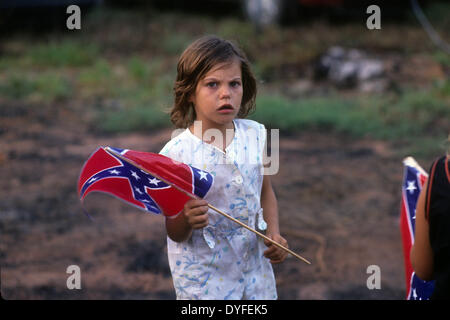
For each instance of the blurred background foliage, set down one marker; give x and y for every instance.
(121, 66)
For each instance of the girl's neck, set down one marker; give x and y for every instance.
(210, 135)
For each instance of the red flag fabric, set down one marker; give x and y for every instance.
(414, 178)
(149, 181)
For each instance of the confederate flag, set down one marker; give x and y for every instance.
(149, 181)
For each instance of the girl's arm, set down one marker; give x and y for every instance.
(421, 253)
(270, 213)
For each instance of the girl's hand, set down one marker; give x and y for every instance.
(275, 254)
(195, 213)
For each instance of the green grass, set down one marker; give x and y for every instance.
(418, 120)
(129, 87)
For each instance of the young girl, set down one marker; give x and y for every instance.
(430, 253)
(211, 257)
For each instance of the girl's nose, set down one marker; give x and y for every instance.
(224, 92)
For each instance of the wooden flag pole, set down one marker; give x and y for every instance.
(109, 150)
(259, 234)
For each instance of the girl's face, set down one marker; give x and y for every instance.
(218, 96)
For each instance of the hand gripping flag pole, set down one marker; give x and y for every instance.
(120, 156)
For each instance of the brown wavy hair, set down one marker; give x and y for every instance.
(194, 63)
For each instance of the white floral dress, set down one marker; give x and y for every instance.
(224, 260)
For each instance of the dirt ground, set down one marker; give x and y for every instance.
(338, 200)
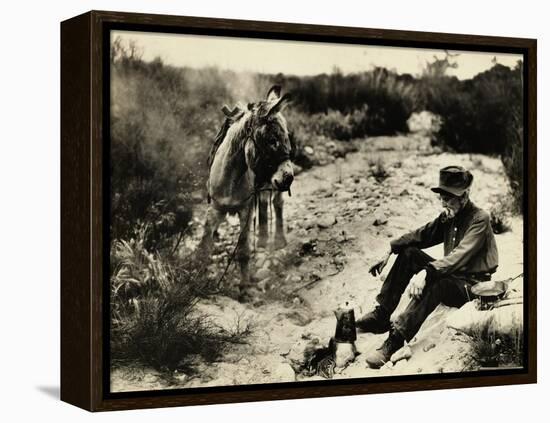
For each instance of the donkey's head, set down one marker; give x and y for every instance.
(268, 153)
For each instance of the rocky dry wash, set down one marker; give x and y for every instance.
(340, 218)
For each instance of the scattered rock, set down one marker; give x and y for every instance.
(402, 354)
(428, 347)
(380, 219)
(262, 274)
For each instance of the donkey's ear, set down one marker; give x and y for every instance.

--

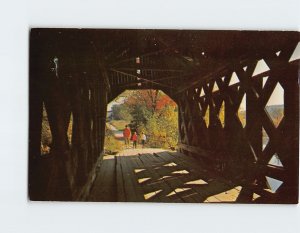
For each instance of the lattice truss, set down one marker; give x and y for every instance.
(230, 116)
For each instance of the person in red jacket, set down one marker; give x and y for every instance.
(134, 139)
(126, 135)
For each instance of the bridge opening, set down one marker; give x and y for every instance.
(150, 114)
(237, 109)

WORK TO BE COMPLETED: Report each line in the two blocks above that contains the word "pole".

RESPONSE TO THIS EXERCISE:
For each instance of the wooden flag pole, set down one marker; give x and y for every instance.
For each instance of the hand gripping flag pole, set down one marker; give x and y for every instance.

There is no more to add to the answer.